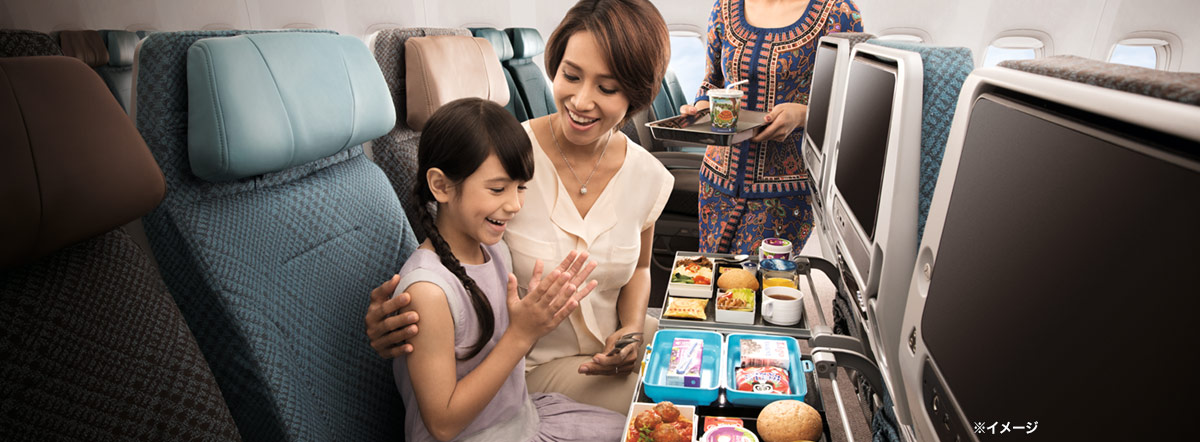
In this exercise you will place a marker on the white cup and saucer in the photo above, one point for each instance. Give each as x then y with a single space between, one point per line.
783 305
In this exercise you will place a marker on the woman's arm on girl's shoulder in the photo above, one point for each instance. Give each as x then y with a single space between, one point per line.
448 404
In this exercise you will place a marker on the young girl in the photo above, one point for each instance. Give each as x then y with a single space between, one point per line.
465 378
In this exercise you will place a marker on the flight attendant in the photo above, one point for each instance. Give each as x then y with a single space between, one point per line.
757 189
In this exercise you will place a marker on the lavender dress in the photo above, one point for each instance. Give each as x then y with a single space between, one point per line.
513 414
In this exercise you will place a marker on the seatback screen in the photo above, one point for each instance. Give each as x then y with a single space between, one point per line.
864 137
1068 251
820 95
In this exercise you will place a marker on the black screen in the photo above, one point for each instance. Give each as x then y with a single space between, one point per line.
864 137
1065 286
819 95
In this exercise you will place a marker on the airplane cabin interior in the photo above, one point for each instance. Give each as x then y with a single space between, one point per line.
198 198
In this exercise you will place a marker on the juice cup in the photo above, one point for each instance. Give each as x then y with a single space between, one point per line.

▸ TASK REQUIREMENTS
Present every line of the data above as a numbered list, with blank lines omitted. Leave the pictures out of your answer.

▸ ANSWER TO THIS TASK
1. In this exercise you will place a marker on the white cup and saucer in the photo above, one point for each instance. Give each as x then y with a single space between, one point per line.
2. 783 305
3. In this exercise you will place a marker on the woman's arm on girl's shoulder in the photo above, one point for each instance. Give each as x then y with a single space between, one point per line.
4. 448 404
5. In this exercise you will place a marker on the young girl in the photo above, one point for each instance. Give each as x then y with a single space between, one point per line.
6. 465 378
7. In this exercise you will place a marker on the flight attendant in the photo above, one point for each instance. Give each as x then y with a single space between, one point per line.
8. 757 189
9. In this exercise you will place a marker on the lavender dress in the photo above, one point for each instance. Give each as x then y with a single space between, one point per line.
10. 513 414
11. In this exercise you will place a marker on the seatback screen in the photo above, one point for each instance. Give each as x then y with a single space between, one point per line.
12. 864 137
13. 1068 251
14. 820 95
15. In this exercise you will place a marker on the black screen in the photo above, one point for each instance. Give each as x then y with a single space between, one point per line.
16. 864 137
17. 1065 286
18. 819 95
19. In this exercise you will place a marker on the airplane cabin interior in the photo above, one point for each instance. Give each as x then y with a single space between, one point per line.
20. 198 198
21. In this exercise you will place a marker on the juice cup in the photo above, one point for each instance. Give each as x then y with a single space between, one point per line.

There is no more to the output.